Arrange the stretch of the listing from the line containing "Expected: for every instance of the white signboard" through the end of the listing as a JSON list of strings, one string per line, with blank lines omitted.

** Entries from a pointing dataset **
────

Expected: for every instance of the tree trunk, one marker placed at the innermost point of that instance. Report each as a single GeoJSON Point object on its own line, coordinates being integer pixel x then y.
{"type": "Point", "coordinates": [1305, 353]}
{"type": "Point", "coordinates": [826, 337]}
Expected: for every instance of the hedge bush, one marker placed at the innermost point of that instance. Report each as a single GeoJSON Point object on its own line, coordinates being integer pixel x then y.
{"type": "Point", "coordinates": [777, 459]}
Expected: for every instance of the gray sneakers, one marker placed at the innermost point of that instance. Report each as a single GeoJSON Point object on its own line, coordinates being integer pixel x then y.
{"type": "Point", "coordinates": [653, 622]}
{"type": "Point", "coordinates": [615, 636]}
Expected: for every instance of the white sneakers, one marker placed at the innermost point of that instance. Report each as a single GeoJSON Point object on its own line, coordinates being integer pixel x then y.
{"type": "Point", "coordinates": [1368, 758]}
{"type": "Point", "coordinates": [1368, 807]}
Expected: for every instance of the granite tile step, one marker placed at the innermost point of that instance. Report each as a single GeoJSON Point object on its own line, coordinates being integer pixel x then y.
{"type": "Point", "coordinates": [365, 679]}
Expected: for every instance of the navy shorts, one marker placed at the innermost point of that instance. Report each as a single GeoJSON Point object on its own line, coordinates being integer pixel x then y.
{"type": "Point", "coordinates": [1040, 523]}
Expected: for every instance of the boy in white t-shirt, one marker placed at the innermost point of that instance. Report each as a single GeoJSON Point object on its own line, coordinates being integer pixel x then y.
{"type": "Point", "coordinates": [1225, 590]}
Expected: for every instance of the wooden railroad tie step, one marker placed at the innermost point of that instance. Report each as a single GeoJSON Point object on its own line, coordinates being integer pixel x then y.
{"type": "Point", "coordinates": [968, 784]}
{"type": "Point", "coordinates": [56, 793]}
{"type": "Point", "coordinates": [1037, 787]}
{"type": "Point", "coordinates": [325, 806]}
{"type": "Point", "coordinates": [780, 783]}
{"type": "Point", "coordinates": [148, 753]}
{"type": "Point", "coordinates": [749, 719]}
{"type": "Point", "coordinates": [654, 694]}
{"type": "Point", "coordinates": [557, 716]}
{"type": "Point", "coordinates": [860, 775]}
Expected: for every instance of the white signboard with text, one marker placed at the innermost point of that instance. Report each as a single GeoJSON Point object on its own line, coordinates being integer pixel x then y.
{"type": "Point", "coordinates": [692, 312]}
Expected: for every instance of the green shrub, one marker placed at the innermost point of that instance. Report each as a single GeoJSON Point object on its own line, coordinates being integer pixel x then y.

────

** The reply **
[
  "Expected: for every instance of the white signboard with text, one marker placed at the innermost point of that instance. Report each as a single GeoJSON Point object on its own line, coordinates being integer pixel x then y.",
  "{\"type\": \"Point\", \"coordinates\": [692, 312]}",
  "Expected: for every instance of the green shrub, one marker placed at the innermost point of that instance. Report each as a single GeoJSON Point object on its own line, coordinates being integer pixel x then y."
]